### Aim of the exercise
Please convert everything from the line containing "task: segment the mossy rock" down to the line containing "143L256 107L186 52L181" into a Markdown table with the columns No. and Line, leaving out blank lines. Number each line in the No. column and put the line itself in the Line column.
---------- Provided data ----------
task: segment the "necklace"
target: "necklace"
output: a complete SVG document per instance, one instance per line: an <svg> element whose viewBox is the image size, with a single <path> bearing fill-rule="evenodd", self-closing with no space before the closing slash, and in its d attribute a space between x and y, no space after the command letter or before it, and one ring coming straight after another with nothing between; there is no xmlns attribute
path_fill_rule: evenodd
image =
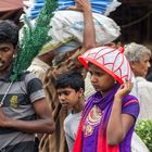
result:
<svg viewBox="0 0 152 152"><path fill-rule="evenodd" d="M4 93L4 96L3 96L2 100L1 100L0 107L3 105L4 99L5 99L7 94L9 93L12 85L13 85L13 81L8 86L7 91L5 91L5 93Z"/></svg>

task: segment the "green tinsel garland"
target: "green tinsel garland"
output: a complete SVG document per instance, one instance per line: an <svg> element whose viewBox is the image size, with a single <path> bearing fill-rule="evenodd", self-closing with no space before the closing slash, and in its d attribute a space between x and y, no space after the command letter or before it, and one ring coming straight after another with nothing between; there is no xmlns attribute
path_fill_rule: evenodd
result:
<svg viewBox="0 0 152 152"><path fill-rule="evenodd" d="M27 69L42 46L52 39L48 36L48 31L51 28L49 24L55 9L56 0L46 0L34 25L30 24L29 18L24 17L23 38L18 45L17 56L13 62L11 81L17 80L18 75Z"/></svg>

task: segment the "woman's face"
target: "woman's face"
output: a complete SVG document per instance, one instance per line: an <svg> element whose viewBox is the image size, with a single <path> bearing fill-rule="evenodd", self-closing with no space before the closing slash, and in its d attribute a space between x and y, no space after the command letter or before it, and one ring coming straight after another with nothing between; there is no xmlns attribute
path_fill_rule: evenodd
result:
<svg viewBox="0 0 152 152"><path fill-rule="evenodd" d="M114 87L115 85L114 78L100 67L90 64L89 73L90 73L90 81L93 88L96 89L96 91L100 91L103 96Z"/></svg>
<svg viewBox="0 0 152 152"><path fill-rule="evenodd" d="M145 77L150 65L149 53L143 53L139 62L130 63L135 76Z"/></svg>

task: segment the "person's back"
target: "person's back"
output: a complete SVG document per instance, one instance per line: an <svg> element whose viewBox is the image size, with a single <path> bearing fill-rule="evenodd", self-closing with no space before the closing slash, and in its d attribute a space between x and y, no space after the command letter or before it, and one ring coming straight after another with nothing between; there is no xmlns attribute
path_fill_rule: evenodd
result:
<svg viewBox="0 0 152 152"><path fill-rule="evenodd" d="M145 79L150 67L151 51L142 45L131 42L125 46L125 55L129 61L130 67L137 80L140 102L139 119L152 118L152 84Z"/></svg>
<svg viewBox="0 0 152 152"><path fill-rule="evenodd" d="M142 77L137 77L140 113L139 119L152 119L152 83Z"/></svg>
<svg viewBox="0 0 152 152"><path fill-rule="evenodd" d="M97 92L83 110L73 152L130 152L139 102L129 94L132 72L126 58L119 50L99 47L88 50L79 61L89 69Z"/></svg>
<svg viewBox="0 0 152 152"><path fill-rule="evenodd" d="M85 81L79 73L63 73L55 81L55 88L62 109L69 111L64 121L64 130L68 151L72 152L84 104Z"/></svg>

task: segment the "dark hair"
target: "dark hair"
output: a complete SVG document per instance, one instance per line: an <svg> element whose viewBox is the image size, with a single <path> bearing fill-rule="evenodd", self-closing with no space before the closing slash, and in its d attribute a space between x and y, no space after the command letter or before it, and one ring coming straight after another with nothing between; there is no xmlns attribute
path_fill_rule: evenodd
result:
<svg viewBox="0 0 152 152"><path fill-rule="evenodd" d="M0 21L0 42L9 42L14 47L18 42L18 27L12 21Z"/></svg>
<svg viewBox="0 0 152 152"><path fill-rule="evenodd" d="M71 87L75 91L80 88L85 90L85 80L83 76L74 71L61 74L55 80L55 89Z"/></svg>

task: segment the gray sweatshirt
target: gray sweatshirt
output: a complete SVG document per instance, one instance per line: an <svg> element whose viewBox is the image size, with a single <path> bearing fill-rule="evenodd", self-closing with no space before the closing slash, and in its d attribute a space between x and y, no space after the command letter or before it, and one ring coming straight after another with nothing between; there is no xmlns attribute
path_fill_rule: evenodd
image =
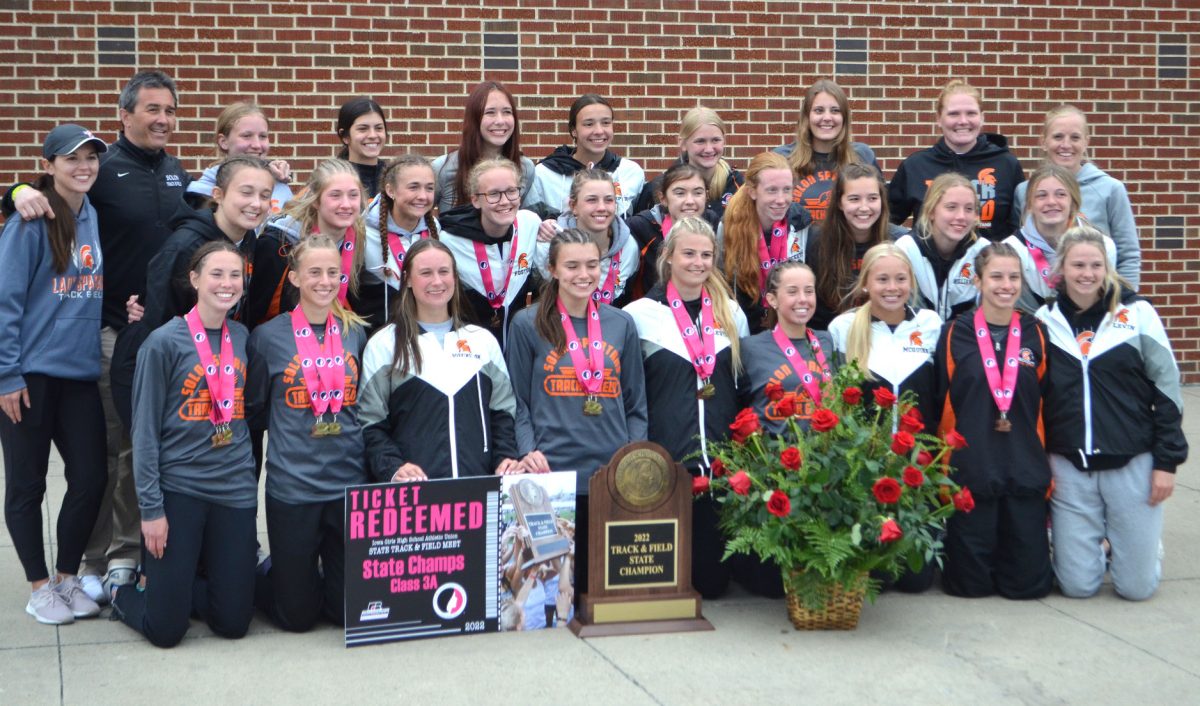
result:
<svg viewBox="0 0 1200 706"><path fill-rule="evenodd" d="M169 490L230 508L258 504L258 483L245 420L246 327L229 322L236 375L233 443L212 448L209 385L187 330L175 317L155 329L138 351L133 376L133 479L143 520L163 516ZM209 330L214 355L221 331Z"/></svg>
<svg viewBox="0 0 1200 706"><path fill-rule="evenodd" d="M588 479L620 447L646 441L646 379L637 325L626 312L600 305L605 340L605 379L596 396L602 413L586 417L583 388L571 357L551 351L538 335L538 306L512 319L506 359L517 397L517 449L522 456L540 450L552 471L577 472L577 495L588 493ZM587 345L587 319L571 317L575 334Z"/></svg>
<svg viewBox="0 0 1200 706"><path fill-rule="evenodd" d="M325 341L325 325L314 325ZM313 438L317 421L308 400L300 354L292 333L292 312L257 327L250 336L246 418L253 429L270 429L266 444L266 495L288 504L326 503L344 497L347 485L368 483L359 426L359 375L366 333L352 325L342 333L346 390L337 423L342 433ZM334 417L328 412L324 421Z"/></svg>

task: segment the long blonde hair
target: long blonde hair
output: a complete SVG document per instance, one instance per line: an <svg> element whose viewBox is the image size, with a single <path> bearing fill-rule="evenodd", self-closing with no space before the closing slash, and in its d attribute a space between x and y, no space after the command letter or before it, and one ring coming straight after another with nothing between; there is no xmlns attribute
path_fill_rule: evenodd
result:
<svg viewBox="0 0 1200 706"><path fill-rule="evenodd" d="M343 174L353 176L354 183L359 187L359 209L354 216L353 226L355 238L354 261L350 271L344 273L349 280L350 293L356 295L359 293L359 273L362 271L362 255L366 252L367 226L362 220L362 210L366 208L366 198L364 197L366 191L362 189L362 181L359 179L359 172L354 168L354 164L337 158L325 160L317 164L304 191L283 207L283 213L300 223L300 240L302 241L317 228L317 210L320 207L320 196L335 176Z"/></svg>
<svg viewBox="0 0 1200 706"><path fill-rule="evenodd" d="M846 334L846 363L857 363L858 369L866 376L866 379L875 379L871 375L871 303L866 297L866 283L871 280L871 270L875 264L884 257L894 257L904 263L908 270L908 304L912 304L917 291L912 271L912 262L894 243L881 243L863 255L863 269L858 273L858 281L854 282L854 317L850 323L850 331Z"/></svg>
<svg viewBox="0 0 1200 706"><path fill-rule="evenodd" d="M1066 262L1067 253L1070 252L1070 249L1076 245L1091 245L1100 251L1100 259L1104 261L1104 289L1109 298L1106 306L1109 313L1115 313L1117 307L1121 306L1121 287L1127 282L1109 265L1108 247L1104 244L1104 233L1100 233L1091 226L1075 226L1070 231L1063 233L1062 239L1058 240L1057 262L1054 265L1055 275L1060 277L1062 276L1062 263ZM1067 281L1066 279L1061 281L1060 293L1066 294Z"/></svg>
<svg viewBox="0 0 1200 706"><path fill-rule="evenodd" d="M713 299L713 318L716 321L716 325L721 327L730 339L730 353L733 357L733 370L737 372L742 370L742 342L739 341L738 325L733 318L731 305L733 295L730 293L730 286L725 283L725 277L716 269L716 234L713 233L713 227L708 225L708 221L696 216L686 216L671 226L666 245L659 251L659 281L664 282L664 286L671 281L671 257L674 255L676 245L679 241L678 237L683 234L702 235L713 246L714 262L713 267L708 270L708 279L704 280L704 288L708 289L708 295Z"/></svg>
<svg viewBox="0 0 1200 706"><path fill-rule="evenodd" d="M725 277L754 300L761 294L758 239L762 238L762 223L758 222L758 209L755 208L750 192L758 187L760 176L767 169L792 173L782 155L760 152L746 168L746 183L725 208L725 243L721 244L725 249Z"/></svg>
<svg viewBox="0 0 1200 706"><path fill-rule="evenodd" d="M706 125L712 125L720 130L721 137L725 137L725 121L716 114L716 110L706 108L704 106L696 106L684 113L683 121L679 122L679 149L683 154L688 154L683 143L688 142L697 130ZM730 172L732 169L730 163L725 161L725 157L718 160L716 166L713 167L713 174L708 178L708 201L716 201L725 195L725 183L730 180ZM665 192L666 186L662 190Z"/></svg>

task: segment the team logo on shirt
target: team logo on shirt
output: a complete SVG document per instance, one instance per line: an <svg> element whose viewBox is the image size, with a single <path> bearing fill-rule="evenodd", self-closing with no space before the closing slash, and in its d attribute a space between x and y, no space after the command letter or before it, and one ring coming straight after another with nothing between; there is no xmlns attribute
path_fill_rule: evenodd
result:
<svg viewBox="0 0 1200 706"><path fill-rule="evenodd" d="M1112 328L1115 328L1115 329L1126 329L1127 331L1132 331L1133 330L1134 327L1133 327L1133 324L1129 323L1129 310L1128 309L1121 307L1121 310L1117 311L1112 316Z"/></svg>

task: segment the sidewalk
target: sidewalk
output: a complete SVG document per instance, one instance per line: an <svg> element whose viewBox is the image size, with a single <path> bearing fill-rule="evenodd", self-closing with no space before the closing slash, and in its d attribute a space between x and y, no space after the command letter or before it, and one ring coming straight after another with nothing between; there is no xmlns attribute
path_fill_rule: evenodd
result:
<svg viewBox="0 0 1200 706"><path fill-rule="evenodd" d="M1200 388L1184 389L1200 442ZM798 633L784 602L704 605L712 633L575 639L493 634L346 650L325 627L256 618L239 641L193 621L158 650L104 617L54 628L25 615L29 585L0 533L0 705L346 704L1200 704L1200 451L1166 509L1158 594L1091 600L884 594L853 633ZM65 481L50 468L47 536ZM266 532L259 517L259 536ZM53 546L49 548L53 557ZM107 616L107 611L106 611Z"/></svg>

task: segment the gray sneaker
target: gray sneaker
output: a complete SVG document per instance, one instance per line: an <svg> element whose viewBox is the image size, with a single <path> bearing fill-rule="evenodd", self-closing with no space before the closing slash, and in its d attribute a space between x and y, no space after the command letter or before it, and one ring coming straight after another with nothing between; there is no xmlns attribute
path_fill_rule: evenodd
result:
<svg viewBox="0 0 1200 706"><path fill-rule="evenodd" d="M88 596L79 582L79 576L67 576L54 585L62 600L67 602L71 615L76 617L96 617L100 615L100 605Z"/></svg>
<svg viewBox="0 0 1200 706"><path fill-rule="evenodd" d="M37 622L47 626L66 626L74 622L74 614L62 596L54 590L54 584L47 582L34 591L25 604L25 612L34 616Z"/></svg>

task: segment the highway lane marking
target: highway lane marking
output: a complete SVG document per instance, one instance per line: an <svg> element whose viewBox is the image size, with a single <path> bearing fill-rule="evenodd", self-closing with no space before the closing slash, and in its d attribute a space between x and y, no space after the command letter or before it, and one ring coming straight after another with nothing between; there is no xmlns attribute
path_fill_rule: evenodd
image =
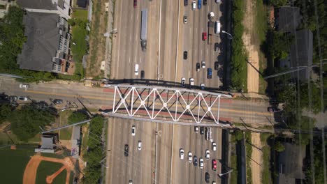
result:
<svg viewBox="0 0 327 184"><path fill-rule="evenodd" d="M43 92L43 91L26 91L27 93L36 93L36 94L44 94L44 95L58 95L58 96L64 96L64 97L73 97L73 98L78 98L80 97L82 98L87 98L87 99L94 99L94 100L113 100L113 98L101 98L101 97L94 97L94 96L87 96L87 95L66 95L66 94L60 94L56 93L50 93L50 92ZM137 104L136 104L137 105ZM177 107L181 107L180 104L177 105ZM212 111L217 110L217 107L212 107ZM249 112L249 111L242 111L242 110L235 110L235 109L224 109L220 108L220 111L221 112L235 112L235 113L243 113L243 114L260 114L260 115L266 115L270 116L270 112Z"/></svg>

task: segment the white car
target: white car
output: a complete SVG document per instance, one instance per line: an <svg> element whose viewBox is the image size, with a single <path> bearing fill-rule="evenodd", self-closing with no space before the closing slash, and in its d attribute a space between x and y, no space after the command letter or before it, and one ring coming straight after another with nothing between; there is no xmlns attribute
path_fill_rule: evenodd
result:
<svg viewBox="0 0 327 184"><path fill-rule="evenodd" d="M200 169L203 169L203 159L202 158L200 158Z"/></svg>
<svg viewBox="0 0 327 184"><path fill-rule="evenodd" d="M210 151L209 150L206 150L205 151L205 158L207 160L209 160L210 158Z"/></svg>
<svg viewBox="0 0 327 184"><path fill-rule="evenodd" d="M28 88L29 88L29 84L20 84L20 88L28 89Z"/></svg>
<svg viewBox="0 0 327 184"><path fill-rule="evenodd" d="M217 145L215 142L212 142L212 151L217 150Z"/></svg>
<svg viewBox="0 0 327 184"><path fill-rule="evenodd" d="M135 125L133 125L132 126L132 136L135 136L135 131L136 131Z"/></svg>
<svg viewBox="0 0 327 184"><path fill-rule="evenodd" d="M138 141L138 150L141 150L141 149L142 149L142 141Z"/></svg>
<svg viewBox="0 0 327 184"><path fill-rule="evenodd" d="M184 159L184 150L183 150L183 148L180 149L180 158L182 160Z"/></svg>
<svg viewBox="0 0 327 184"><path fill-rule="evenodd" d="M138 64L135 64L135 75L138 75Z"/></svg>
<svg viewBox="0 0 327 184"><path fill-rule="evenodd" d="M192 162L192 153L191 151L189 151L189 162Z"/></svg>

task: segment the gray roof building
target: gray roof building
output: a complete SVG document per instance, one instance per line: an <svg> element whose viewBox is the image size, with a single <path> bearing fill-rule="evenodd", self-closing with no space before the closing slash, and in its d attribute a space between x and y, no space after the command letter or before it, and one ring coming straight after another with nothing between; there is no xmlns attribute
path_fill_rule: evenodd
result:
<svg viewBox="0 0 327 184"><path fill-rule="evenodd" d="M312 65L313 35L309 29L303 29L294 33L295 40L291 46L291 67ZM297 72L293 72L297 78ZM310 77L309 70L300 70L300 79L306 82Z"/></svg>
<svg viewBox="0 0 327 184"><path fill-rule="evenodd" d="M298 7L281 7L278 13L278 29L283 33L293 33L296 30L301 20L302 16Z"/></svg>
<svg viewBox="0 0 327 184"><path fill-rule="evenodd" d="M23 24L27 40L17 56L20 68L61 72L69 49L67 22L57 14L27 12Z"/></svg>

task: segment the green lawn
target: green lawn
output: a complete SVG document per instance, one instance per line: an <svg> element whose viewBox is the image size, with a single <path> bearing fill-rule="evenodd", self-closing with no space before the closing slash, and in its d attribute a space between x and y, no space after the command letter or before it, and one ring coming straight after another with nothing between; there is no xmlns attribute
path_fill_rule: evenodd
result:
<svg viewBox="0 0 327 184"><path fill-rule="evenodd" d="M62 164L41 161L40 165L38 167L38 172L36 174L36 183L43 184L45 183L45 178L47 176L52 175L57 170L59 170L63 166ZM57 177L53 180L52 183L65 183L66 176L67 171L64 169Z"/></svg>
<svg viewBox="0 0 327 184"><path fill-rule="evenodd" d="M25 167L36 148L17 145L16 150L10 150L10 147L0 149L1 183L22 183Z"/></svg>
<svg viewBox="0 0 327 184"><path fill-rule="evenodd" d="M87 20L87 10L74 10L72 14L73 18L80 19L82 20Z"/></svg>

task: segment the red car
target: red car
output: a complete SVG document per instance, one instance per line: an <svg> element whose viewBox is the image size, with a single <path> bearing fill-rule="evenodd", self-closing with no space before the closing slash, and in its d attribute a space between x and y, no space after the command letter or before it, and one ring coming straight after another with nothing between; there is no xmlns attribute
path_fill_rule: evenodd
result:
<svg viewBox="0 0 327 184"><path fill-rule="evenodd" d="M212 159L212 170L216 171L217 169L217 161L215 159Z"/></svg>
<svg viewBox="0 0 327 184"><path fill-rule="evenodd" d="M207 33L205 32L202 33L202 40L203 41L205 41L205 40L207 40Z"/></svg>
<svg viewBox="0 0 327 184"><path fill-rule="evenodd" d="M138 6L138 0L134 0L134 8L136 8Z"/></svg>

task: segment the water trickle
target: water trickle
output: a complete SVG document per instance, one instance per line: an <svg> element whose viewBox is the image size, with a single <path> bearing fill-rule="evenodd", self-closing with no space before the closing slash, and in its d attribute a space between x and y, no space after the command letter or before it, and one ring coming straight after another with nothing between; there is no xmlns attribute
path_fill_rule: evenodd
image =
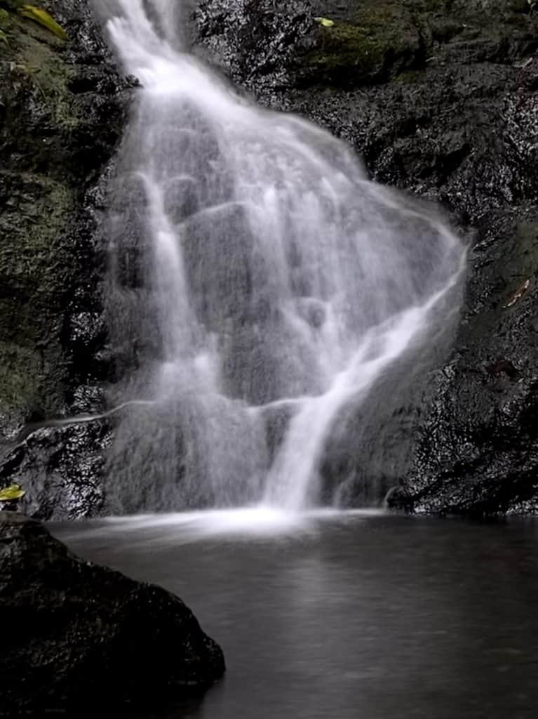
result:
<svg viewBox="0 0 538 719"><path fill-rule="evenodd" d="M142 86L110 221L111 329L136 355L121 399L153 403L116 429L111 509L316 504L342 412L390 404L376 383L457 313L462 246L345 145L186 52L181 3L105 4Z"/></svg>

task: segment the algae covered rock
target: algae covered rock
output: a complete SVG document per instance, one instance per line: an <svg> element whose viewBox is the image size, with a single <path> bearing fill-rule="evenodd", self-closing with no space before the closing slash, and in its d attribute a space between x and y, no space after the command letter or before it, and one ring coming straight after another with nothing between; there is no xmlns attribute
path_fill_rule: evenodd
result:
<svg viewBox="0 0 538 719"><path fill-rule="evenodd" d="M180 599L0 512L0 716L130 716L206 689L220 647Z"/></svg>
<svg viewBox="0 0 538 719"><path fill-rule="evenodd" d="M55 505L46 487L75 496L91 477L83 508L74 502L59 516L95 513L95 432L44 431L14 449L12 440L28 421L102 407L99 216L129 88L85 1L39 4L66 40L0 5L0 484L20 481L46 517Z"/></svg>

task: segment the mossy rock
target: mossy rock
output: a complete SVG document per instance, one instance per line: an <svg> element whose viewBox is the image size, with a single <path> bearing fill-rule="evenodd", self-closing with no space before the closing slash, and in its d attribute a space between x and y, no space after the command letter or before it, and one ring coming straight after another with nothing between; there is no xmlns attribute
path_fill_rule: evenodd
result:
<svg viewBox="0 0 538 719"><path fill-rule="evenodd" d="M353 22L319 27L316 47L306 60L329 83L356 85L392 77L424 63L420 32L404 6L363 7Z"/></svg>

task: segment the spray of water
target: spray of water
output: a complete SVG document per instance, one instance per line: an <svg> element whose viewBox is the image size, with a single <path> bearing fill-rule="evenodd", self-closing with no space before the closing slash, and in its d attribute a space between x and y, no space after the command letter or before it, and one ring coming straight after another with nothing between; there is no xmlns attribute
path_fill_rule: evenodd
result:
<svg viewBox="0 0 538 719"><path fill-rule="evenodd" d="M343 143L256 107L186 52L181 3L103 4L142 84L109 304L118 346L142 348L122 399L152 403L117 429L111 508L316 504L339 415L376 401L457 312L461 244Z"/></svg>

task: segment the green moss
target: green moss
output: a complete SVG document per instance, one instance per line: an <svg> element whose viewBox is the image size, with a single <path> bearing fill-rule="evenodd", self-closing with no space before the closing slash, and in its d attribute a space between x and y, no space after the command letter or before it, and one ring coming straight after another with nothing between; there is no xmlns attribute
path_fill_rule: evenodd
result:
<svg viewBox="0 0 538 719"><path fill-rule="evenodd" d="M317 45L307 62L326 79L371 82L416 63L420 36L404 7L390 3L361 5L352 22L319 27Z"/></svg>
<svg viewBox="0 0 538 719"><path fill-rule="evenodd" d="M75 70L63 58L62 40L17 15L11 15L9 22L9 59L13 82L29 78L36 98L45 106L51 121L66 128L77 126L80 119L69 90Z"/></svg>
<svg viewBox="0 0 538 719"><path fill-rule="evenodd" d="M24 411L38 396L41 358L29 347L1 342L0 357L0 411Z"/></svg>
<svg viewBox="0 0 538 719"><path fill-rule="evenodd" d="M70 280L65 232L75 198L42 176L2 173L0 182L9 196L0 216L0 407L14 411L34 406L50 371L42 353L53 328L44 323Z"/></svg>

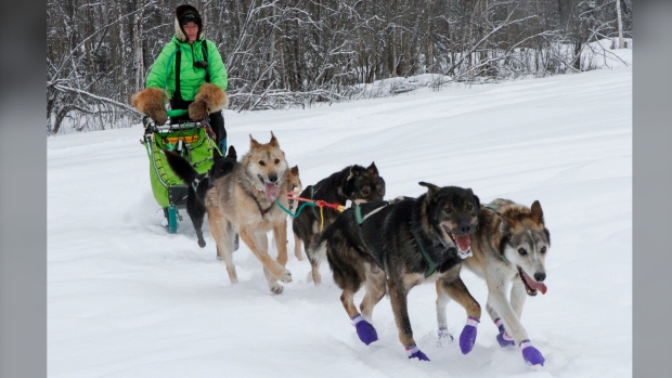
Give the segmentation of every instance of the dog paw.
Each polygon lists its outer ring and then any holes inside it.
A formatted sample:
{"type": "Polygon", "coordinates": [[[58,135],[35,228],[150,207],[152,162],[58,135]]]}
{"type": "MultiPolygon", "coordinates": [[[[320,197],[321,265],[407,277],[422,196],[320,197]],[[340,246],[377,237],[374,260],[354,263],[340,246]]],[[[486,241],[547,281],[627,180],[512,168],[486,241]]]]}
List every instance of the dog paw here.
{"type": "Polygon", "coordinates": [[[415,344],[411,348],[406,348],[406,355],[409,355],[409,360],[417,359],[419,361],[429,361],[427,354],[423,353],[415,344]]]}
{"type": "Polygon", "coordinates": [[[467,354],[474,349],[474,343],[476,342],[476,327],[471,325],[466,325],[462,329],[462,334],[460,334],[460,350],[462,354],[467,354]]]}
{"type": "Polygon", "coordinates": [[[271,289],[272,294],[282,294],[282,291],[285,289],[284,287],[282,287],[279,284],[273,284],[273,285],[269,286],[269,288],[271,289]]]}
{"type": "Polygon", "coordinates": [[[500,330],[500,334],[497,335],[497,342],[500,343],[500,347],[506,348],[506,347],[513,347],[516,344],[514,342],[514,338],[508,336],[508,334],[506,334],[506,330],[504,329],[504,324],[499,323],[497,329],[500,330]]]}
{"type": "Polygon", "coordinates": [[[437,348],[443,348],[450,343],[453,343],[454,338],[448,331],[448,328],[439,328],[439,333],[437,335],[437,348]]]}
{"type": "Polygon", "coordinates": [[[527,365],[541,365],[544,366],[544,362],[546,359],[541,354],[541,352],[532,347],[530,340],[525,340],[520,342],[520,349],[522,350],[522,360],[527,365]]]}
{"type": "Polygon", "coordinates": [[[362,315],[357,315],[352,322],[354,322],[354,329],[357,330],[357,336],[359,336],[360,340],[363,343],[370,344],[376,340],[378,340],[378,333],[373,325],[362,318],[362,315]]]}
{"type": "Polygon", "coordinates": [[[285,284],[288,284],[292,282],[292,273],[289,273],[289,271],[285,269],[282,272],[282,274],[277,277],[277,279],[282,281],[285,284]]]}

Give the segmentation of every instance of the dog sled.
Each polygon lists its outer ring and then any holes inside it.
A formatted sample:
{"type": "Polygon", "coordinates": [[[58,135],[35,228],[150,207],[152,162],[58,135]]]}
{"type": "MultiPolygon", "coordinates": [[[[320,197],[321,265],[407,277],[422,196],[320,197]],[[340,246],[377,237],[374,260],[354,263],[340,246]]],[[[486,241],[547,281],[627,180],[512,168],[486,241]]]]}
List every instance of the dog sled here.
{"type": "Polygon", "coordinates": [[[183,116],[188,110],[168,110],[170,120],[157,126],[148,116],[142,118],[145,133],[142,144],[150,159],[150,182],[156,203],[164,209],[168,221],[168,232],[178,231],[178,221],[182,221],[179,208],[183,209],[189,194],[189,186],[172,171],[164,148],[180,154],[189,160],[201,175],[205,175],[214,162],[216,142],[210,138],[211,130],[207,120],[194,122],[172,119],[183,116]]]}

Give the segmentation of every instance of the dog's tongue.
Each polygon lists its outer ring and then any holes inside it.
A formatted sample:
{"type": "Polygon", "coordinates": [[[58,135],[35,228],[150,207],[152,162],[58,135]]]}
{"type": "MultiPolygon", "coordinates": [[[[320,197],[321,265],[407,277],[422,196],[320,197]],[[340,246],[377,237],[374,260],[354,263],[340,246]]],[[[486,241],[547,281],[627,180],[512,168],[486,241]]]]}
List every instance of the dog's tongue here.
----------
### Solution
| No. | Line |
|---|---|
| 1 | task: segment the mossy rock |
| 2 | target: mossy rock |
| 3 | output: a complete SVG document per instance, one instance per line: an <svg> element whose viewBox is the image size, with a single <path> bearing fill-rule="evenodd", self-closing with no space before the closing slash, and in its d attribute a space between x and y, no space after the command letter or before it, and one ring coming straight after another with nothing between; there is no xmlns attribute |
| 4 | path_fill_rule: evenodd |
| 5 | result: |
| 6 | <svg viewBox="0 0 538 719"><path fill-rule="evenodd" d="M353 22L319 27L316 47L306 60L329 83L356 85L392 77L424 63L420 32L404 6L363 7Z"/></svg> |
| 7 | task: segment the spray of water |
| 8 | target: spray of water |
| 9 | output: a complete SVG document per instance, one instance per line: an <svg> element whose viewBox is the image size, with a single <path> bearing fill-rule="evenodd", self-closing with no space before the closing slash, and in its d attribute a space between x and y, no space after the command letter or before it, and one ring coming straight after another with nothing between; there is no xmlns attribute |
| 10 | path_fill_rule: evenodd |
| 11 | result: |
| 12 | <svg viewBox="0 0 538 719"><path fill-rule="evenodd" d="M343 143L256 107L186 52L181 3L103 4L142 84L109 304L118 346L142 348L122 399L152 403L117 429L111 508L316 504L339 415L376 401L457 312L461 244Z"/></svg> |